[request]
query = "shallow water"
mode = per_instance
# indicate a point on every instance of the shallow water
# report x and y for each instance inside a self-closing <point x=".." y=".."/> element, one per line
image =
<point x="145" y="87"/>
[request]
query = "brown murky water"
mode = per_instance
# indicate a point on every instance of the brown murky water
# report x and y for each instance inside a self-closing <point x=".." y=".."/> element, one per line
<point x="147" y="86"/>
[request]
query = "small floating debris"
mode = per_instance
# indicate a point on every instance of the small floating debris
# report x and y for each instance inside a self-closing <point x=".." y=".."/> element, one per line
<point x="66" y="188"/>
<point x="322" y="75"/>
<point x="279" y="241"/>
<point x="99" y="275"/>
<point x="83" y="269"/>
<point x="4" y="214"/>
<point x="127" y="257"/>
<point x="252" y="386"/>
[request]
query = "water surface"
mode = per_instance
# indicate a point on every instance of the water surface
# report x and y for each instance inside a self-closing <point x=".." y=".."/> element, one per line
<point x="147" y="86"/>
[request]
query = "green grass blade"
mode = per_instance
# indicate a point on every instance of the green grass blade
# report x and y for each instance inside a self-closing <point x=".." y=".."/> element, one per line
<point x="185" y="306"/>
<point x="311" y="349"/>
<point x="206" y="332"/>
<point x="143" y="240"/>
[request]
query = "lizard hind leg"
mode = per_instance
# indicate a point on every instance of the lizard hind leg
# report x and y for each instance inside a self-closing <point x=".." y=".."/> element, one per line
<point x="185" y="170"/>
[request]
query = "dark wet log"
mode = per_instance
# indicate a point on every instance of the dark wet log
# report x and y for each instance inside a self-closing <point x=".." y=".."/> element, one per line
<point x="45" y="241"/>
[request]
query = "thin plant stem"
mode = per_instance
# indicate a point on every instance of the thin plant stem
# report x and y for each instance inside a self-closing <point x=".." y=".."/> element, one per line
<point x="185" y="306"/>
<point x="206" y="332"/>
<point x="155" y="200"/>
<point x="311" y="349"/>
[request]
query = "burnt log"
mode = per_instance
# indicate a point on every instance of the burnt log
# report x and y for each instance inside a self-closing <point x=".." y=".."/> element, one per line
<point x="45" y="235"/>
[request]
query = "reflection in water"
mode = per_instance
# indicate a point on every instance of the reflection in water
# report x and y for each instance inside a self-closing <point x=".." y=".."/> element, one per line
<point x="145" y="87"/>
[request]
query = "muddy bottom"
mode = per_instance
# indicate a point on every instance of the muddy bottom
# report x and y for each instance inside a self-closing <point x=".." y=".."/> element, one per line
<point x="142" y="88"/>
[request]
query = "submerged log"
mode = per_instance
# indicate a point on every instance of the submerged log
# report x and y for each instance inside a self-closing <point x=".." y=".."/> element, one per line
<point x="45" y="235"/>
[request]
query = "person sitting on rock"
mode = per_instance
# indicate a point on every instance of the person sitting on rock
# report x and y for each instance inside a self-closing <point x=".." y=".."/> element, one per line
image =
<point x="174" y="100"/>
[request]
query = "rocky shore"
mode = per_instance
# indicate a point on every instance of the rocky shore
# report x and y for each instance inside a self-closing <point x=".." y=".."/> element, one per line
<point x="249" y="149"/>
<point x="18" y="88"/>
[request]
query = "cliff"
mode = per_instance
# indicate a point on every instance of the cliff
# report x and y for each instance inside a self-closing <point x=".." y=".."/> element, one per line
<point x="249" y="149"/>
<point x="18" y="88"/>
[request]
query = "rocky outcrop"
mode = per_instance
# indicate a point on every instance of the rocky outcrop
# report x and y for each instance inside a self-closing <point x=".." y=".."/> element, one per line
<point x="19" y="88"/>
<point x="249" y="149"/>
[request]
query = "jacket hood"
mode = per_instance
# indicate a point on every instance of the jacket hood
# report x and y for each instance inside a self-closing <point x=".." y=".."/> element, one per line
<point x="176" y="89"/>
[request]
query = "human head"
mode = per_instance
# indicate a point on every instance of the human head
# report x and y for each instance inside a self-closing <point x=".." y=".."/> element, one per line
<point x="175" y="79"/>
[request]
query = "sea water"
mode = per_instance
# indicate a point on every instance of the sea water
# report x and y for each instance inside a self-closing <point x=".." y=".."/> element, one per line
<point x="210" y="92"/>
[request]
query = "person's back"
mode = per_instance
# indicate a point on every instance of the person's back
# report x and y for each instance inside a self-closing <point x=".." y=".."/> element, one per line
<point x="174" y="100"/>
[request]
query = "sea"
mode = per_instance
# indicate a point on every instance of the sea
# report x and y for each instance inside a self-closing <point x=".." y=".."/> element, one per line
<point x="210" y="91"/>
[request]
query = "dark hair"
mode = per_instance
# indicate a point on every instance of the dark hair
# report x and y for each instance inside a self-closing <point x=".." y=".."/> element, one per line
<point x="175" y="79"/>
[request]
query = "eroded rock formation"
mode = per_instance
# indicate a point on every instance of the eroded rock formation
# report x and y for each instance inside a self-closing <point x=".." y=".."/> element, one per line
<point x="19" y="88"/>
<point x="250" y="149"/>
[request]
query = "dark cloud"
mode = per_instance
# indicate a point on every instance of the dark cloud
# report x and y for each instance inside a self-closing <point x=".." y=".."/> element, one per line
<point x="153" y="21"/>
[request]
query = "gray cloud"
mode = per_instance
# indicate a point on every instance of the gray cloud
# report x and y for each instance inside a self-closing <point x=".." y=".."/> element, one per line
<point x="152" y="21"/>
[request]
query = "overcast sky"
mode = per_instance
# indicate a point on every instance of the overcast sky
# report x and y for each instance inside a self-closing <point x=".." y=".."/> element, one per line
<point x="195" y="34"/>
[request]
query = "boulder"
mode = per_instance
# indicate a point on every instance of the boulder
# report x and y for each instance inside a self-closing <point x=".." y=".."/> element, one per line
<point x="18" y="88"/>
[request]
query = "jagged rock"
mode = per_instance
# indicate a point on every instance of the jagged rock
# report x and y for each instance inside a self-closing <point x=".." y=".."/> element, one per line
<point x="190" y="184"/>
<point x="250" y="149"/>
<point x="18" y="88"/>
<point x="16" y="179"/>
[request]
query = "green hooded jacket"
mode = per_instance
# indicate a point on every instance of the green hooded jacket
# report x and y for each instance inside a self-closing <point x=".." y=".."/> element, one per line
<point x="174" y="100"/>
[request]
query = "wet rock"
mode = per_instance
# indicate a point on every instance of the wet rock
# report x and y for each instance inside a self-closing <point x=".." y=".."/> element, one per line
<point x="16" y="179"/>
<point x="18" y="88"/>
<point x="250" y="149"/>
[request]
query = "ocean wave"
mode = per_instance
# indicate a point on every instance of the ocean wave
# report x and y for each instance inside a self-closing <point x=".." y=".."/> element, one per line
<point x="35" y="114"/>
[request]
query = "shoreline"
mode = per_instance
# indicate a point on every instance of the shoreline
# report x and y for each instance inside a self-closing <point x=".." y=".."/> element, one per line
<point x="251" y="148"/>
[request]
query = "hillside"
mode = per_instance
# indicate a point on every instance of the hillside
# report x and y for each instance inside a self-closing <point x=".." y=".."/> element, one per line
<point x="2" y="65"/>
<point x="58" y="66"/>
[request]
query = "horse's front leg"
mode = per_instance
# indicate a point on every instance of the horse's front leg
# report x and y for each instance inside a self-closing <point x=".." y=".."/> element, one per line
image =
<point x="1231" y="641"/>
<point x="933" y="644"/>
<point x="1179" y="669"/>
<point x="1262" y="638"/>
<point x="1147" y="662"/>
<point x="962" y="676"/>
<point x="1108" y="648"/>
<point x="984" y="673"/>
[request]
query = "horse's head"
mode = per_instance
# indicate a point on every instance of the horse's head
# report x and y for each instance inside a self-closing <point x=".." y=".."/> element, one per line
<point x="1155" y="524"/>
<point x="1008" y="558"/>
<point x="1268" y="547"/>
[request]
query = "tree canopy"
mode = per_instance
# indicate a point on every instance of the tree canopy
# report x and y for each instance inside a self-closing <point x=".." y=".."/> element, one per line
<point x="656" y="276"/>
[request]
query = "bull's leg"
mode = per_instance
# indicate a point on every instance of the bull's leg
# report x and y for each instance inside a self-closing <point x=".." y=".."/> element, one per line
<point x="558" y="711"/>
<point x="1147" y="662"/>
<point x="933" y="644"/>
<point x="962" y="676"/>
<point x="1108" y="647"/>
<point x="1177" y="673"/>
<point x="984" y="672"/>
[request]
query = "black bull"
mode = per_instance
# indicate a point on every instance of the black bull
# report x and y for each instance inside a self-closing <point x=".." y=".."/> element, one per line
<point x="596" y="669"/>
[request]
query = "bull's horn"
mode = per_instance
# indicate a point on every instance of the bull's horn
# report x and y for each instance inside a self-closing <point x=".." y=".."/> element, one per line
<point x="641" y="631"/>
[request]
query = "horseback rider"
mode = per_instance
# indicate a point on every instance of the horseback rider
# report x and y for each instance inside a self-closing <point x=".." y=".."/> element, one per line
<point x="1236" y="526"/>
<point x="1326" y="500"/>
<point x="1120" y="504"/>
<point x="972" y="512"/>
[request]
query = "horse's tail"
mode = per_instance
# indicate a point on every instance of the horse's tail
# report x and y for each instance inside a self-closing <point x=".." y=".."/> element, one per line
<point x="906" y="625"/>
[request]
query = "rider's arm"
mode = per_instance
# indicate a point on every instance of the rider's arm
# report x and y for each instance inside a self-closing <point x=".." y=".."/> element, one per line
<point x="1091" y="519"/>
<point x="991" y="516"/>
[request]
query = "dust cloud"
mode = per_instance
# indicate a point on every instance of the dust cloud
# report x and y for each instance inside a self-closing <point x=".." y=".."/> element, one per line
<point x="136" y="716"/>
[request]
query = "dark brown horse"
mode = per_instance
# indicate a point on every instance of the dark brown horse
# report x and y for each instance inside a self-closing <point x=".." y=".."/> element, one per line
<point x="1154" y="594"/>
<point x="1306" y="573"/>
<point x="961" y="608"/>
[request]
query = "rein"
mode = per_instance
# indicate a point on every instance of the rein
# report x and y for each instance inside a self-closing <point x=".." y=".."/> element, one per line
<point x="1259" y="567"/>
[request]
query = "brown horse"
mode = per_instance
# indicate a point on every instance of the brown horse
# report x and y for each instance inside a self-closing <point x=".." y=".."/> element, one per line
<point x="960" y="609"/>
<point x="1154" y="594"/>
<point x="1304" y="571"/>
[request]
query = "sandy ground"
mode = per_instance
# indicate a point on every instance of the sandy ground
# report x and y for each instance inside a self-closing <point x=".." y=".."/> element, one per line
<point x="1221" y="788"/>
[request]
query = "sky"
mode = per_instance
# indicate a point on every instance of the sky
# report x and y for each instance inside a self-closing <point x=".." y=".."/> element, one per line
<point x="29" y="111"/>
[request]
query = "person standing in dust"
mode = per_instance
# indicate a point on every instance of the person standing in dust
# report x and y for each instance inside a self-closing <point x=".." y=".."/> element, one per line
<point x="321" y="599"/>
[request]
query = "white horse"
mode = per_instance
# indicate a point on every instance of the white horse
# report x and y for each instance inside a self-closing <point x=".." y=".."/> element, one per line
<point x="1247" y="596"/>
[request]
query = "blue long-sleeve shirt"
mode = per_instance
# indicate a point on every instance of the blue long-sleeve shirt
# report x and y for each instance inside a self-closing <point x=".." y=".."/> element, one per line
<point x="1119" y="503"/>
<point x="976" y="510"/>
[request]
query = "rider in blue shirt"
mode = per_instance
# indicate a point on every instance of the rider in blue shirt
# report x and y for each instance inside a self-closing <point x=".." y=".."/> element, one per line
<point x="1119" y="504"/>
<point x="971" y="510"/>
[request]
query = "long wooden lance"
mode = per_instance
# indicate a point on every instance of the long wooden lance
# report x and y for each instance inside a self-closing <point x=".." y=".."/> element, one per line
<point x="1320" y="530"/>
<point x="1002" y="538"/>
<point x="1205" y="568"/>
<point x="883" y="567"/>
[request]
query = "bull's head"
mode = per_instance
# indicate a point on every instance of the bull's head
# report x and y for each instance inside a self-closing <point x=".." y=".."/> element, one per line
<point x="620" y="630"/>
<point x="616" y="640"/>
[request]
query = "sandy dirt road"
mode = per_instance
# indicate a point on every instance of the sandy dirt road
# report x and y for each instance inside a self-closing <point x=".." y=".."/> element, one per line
******
* [Requirement]: Collect the lines of the data that carry the word "debris".

* [Answer space]:
query = "small floating debris"
# indicate a point on every instance of the small floating debris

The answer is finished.